Source:
========

Take characteristics of all products into account, values of the ocean surface Rn from 11 products were applied in this study. Specifically, six products covering 1988–2016 were used for fusion including two remotely sensed products (CERES4 and ISCCP-FH) and four reanalysis products (JRA-55, MERRA2, NCEP R2, and ERA5), and five products were used for comparison including one remotely sensed product (GEWEX-SRB), three reconstructed products (TropFlux, OAFlux, and J-OFURO3), and one ship-based product (NOCS V2.0). Note that J-OFURO3 which was thought to be one of the best products in ocean surface Rn13 was mainly considered as a reference. Table 2 lists the characteristics of the 11 used ocean surface Rn products.

Table 2 The characteristics of the 11 used ocean surface Rn products.

Since only radiative components could be provided by the 11 products, the ocean surface Rn should be calculated by adding these radiative components at first. Only except the three reconstructed products and NOCS V2.0 that providing Rns and Rnl, all of the other products providing four radiative components (Rsi, Rso, Rli, and Rlo). After that, the ocean surface Rn from all the 11 products were pre-processed into daily means in UTC format, and the six products used for fusion were resampled into six scales (0.05°, 0.1°, 0.25°, 0.5°, 1°, and 2°) using bilinear interpolation58,59. Specifically, for fusion modeling, these six resampled products were extracted according to the locations of all moored buoys one by one; for production, the areas of the ocean of these products were first identified by the ocean-land mask originally developed at Boston University based on MODIS data60 before resampling. To obtain more reasonable values of Rn over coastal seas, the pixels of these six products along land-sea boundaries were further processed by the creeping sea fill (CSF) method61, using which the targeted points were filled through the weight of the eight nearest pixels: a weight of one at the four diagonal points and a weight of two at up, down, left, and right points that have values, the target point is filled if the weights sum to at least three. The CSF method has been widely used for coastline processing2,62,63 to reduce the influence of contaminations from land.

========

Given entries:

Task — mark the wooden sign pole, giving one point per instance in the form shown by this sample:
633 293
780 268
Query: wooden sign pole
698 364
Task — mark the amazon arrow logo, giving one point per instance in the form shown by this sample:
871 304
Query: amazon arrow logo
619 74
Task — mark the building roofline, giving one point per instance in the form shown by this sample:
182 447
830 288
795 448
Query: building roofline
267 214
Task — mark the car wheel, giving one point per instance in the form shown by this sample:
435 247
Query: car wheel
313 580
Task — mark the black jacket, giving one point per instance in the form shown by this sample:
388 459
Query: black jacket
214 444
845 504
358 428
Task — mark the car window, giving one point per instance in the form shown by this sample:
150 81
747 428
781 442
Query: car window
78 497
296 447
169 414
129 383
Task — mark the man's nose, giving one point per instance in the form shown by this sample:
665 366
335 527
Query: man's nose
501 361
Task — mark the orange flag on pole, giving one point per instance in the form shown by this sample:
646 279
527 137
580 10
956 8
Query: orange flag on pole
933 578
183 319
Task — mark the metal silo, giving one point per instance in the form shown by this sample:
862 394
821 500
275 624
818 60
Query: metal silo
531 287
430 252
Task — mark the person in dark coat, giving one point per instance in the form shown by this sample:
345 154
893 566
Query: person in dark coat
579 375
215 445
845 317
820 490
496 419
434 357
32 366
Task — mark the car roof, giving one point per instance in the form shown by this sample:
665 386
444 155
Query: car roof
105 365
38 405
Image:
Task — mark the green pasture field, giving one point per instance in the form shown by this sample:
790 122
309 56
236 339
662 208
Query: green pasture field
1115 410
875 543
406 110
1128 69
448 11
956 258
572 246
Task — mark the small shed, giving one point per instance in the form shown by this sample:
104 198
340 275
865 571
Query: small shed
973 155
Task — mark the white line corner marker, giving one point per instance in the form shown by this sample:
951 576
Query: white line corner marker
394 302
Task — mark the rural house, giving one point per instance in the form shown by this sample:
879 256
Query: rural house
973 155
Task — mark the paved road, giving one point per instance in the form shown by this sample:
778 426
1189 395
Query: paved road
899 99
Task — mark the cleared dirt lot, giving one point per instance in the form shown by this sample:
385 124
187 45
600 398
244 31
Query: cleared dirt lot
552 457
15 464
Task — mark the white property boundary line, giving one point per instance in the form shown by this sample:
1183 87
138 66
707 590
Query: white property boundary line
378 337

========

Jobs:
**1)** In the passage on ocean surface net radiation products, what method was used to resample the six fusion products into six scales?
**2)** Pick out every line of the records that contains the word "building".
The passage and the records are unrelated to each other.

The replies:
**1)** Bilinear interpolation.

**2)**
Task — mark the building roofline, giving one point per instance in the form shown by this sample:
Query: building roofline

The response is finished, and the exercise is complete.